_Lignes fournies_:
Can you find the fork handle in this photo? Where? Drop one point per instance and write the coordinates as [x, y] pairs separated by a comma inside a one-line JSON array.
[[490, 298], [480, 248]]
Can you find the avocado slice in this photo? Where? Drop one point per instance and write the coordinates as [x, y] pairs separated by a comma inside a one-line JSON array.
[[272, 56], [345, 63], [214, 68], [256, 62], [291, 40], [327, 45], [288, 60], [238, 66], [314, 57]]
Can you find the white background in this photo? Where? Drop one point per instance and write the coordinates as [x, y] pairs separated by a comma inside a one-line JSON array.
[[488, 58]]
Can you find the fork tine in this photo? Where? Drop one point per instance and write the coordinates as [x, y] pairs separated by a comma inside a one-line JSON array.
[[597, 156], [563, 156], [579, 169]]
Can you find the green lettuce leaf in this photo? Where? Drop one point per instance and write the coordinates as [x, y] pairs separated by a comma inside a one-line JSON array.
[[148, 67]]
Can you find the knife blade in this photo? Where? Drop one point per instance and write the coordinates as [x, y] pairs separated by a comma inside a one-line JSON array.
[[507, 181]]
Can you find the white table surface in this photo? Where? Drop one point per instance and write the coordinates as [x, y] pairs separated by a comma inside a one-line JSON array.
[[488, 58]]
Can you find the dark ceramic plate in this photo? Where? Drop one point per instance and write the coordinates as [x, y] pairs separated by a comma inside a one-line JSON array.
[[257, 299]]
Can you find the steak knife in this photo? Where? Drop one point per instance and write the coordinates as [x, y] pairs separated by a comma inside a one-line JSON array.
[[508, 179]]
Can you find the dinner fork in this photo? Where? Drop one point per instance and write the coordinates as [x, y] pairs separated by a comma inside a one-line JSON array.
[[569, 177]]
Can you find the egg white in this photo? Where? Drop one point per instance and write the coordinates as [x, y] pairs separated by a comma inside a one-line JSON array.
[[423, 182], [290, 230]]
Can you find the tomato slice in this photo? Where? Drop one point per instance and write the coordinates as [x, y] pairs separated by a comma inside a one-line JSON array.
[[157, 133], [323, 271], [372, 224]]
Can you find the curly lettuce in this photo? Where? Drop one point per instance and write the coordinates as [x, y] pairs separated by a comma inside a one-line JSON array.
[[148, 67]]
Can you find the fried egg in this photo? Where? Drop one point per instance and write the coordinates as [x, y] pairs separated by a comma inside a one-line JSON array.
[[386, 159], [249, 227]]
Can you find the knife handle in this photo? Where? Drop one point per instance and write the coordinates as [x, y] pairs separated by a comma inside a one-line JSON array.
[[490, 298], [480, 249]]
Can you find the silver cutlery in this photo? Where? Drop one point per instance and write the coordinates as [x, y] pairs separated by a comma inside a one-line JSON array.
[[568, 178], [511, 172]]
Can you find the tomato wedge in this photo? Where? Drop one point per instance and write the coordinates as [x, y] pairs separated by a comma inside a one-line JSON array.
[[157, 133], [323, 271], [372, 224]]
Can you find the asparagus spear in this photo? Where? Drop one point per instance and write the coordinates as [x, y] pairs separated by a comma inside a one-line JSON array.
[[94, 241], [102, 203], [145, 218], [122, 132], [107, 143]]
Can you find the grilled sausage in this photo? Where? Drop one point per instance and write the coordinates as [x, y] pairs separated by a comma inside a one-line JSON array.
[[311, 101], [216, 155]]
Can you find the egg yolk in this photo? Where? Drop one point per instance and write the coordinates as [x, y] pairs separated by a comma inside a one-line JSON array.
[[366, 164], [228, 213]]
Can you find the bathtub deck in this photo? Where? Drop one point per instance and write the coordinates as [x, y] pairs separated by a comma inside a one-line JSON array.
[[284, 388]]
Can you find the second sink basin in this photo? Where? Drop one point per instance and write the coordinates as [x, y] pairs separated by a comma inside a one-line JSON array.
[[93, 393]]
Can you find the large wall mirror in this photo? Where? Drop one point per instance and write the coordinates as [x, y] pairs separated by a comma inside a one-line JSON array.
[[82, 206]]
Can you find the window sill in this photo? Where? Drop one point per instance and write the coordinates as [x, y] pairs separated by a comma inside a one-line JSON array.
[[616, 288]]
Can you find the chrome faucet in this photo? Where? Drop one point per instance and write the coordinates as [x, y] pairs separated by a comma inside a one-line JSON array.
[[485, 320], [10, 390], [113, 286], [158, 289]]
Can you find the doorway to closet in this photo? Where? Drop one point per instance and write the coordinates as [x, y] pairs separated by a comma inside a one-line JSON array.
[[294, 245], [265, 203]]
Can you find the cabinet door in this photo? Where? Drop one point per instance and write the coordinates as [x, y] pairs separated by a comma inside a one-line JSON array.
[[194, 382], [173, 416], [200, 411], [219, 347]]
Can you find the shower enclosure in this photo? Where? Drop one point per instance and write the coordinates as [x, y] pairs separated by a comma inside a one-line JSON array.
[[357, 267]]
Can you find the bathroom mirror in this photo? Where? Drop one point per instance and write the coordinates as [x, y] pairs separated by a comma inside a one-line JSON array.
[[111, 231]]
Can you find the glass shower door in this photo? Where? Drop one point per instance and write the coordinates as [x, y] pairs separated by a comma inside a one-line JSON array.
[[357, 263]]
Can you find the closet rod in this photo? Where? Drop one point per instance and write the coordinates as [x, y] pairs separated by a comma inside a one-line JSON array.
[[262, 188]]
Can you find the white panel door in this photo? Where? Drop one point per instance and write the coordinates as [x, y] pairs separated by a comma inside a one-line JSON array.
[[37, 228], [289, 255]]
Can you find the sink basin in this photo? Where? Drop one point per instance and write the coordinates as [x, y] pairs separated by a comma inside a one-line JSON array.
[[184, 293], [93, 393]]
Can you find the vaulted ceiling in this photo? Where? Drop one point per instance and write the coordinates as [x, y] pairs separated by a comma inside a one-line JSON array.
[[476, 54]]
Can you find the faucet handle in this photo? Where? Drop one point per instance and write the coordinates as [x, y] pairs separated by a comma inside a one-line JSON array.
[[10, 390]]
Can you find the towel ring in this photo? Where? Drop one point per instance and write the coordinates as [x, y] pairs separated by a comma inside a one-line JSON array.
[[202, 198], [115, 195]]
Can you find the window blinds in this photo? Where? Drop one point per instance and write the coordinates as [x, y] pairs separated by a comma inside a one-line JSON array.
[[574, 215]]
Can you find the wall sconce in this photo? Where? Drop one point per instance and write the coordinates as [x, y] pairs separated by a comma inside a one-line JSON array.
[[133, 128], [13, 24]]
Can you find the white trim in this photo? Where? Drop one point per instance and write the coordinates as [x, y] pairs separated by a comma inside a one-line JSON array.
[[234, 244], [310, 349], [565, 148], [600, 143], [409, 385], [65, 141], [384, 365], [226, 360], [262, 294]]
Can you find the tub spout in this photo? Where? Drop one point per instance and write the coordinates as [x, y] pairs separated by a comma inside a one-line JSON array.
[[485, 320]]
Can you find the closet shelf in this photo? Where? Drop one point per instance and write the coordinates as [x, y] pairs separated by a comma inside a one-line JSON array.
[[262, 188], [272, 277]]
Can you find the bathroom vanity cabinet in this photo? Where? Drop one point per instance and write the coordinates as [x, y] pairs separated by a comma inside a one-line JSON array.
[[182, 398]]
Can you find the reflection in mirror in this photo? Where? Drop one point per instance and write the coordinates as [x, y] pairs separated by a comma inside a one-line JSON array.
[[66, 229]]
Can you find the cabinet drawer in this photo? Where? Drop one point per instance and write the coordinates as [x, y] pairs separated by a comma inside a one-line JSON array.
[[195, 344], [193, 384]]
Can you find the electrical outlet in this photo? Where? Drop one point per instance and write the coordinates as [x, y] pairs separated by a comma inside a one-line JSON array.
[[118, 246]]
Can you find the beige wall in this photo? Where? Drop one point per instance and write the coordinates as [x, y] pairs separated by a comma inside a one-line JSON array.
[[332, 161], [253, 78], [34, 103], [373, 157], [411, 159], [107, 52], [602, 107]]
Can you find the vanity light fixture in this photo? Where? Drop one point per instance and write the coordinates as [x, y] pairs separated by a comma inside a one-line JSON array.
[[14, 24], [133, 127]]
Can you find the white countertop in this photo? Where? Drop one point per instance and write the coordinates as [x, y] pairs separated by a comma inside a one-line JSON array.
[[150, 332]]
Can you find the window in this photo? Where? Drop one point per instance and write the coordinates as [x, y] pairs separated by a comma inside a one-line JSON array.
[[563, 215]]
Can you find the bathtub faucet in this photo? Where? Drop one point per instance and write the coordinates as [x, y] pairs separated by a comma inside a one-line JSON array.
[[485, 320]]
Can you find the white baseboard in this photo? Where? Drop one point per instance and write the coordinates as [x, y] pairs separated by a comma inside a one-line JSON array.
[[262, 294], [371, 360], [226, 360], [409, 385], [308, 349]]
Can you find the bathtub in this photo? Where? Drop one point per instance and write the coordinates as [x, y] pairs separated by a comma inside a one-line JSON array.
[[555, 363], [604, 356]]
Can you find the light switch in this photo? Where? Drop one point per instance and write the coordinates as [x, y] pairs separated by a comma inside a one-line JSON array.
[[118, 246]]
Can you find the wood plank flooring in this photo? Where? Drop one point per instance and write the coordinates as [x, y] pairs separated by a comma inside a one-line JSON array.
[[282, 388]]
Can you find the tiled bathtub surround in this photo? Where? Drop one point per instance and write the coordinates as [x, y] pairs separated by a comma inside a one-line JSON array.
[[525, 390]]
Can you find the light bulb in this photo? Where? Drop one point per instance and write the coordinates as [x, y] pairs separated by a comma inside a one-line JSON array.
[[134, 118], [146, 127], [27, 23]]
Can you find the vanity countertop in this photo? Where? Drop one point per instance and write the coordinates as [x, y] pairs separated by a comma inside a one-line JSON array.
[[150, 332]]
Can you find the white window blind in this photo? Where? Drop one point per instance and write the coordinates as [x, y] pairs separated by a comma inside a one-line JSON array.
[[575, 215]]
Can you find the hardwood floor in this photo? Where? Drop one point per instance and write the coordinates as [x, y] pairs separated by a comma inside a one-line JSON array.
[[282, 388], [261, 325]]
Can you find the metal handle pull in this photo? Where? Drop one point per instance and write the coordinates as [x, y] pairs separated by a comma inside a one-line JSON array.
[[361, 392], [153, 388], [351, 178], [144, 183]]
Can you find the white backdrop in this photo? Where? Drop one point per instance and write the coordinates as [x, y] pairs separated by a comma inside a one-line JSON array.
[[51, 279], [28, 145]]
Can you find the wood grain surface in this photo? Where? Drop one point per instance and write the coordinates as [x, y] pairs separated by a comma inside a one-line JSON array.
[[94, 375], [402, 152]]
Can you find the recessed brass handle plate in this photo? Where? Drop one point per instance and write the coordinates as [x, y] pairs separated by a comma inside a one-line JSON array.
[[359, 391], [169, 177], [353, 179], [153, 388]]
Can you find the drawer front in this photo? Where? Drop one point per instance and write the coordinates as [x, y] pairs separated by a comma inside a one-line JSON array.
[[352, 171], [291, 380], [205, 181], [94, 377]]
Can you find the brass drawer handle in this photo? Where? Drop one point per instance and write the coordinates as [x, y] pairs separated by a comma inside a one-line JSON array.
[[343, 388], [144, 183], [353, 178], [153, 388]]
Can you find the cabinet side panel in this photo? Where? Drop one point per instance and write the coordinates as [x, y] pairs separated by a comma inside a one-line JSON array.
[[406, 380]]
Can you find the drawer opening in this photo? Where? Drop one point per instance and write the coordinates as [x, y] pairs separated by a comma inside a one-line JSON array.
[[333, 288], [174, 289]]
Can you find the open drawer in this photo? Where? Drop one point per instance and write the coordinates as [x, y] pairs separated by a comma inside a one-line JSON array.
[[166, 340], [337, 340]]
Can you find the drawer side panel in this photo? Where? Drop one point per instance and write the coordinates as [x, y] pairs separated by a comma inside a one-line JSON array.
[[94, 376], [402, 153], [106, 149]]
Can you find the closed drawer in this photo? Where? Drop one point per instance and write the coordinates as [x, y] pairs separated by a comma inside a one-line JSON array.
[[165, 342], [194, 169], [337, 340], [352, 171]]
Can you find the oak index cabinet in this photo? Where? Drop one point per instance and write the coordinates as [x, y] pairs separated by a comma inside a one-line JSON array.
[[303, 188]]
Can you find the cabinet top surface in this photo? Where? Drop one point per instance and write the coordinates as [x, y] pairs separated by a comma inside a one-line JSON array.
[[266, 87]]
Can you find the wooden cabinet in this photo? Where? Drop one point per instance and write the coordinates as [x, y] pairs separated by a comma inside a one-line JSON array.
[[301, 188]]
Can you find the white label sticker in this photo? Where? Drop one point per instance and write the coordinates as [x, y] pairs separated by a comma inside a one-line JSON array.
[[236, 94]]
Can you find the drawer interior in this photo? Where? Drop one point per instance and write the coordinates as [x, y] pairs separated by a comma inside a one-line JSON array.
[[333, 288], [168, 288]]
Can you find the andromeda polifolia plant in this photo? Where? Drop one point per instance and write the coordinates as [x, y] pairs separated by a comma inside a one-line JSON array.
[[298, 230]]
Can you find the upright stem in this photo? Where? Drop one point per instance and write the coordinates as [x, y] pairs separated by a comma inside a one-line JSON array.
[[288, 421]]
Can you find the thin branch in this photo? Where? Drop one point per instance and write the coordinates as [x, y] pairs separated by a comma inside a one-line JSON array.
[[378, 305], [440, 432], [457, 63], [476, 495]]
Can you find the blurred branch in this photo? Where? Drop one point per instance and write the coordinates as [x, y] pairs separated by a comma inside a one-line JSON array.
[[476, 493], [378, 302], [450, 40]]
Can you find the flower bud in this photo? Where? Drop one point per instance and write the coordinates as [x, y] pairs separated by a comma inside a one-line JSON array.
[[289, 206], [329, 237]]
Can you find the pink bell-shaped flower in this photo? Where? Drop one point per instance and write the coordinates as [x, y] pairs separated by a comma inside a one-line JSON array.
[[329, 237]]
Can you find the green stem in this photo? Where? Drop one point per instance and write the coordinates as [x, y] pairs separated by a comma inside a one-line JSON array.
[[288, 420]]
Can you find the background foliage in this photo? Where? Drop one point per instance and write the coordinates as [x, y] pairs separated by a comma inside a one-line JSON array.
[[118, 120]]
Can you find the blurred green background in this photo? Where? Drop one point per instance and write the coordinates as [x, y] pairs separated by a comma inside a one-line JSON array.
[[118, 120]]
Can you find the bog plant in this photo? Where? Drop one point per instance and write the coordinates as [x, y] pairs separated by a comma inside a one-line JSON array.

_Consigne_:
Réécrivez sous forme de tableau Markdown les lignes allant de la toute première jusqu'à celle qui contient « [[423, 182], [290, 230]] », celle-ci comprise, sans les lignes vides. Utilisez deux colonnes : « N° » pour le numéro de rang et « Ligne » pour la ligne.

_Résultat final_:
| N° | Ligne |
|---|---|
| 1 | Can you find the fork handle in this photo? Where? Drop one point per instance and write the coordinates as [x, y] pairs separated by a comma inside a one-line JSON array. |
| 2 | [[490, 298], [480, 248]] |
| 3 | Can you find the avocado slice in this photo? Where? Drop one point per instance and write the coordinates as [x, y] pairs separated by a comma inside a one-line JSON array. |
| 4 | [[272, 56], [345, 63], [214, 68], [256, 62], [291, 40], [327, 45], [288, 60], [238, 66], [314, 57]] |
| 5 | Can you find the white background in this photo? Where? Drop one point per instance and write the coordinates as [x, y] pairs separated by a comma inside a one-line JSON array. |
| 6 | [[488, 58]] |
| 7 | Can you find the fork tine in this photo? Where? Drop one point per instance and write the coordinates as [x, y] pairs separated by a comma inside a one-line JSON array. |
| 8 | [[597, 156], [563, 156], [579, 169]] |
| 9 | Can you find the green lettuce leaf in this photo? Where? Drop one point per instance and write the coordinates as [x, y] pairs separated by a comma inside a one-line JSON array. |
| 10 | [[148, 67]] |
| 11 | Can you find the knife blade in this photo? Where? Drop one point per instance and write the coordinates as [x, y] pairs separated by a comma inside a one-line JSON array. |
| 12 | [[507, 181]] |
| 13 | Can you find the white table surface in this photo? Where? Drop one point per instance and write the coordinates as [x, y] pairs separated by a comma inside a one-line JSON array. |
| 14 | [[488, 58]] |
| 15 | Can you find the dark ceramic plate in this photo? Where? Drop one point per instance and write the coordinates as [x, y] pairs separated by a comma inside a one-line JSON array. |
| 16 | [[257, 299]] |
| 17 | Can you find the steak knife in this photo? Where? Drop one point per instance and write the coordinates as [x, y] pairs separated by a comma inside a one-line JSON array. |
| 18 | [[508, 179]] |
| 19 | Can you find the dinner fork in this photo? Where? Drop one point per instance and write the coordinates as [x, y] pairs separated by a comma inside a one-line JSON array. |
| 20 | [[569, 177]] |
| 21 | Can you find the egg white in this photo? Where? Drop one point per instance and write the coordinates as [x, y] pairs separated by a comma inside a one-line JSON array. |
| 22 | [[423, 182], [290, 230]] |